Provided text.

>>>

According to the relevant laboratory results of the mass balance study, it was evident that the percentages of the amount of MB dye adsorbed in all three marine sediments from different origins in the North Aegean Sea were notably high. For sample S1, the adsorption ranged from 85.75% to 98.06%. Sample S2 showed a broader range from 51.24% to 99.17%, while sample S3 had percentages ranging from 91.34% to 99.24%. As expected (based on the treatment results acquired by adsorption isotherm models and the assessment of the affinity of the substance with the substrates), the lowest adsorption rates were observed for the case of sample S2, which was the sample containing the minimum values of organic matter content (1.70%) and microparticle fraction < 63 μm (6.24%). On the contrary, the highest adsorption percentages were recorded for the case of sample S3, which was the sample with the highest content of organic matter (5.38%), as well as the highest value of microparticle content < 63 μm (34.54%).

Additionally, it became evident from Table 3 that the adsorption of the selected organic compound decreased as its concentration increased in the seawater/sediment system. For example, the % amount of adsorbed substance in sample S2 decreased from 99.17% to 51.24% (~48% reduction) when the initial concentration in the aqueous solution that was in contact with the solid surface of the sediment rose from 5 mg L⁻¹ to 100 mg L⁻¹ (those concentrations in the contact solution correspond to loading levels of 0.225 mg g⁻¹ and 4.5 mg g⁻¹ marine sediment, respectively). These results are in accordance with the relevant scientific literature, according to which this phenomenon is expected and interpreted based on the fact that as all the active adsorption sites available from the surface of the marine sediment are occupied, the system is driven towards a saturation state [12,45].

<<<

Record excerpts.
>>>

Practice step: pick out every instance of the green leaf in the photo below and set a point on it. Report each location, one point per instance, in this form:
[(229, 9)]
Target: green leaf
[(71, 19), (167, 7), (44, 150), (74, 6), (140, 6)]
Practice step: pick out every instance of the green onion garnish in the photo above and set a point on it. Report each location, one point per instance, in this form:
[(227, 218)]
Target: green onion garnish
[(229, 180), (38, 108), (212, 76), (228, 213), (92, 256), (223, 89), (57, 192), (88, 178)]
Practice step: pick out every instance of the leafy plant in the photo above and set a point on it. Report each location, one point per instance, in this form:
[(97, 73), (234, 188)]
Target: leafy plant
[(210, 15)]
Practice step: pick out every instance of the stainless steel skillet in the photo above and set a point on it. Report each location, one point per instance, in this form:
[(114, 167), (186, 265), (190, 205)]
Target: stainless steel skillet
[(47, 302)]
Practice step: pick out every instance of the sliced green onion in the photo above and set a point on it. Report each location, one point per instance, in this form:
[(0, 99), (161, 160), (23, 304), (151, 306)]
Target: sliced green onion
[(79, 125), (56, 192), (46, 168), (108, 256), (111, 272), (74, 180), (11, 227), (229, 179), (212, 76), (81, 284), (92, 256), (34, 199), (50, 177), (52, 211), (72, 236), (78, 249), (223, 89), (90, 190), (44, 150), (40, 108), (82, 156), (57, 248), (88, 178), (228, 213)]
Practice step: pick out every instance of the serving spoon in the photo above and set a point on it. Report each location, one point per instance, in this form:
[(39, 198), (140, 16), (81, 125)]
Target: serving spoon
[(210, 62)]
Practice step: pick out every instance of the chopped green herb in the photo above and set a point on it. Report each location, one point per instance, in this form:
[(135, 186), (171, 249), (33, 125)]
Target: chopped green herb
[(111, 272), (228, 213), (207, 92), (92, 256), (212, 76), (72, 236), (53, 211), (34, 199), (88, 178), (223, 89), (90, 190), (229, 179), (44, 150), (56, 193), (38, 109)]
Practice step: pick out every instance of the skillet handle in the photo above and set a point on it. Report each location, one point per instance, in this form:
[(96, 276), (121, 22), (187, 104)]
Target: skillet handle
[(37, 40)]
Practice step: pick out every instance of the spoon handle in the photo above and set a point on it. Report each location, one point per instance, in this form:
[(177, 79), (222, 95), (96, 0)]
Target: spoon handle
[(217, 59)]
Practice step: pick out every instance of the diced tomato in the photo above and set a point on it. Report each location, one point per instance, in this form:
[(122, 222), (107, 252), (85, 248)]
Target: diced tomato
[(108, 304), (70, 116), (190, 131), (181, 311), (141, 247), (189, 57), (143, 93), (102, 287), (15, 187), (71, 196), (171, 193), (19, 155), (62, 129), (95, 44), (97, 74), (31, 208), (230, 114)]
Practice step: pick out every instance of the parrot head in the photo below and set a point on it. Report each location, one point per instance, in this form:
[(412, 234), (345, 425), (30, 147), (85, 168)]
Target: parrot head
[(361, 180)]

<<<

What you need to do.
1. According to the passage on dye adsorption in marine sediments, what range of adsorption percentages was recorded for sample S3?
2. Carry the passage on dye adsorption in marine sediments forward from its final sentence.
The records are separate material, apart from the passage on dye adsorption in marine sediments.

Exercise responses.
1. 91.34% to 99.24%

2.
Regarding the desorption process, as it follows from Table 3, the percentages of the desorbed amount of MB dye (calculated based on the initial amounts of MB loaded in batch adsorption systems and based on the corresponding adsorbed masses of MB) were low. More specifically, the percentages of the desorbed amounts of MB (based on the initial amounts of the compound in the sediment/seawater mixture) ranged for sample S1 from 0.09 to 1.62%, for sample S2 from 0.09 to 0.38%, and for sample S3 from 0.00 to 0.68%. These observations suggest the following assumptions: (i) strong retention of the adsorbed molecules of the compound with the colloidal particles of the sediment through high-energy bonds which do not break and consequently the process of adsorption (chemisorption) is irreversible; and (ii) greater affinity of the molecules of the MB compound to the adsorption sites of the colloids of the marine sediments examined compared to seawater.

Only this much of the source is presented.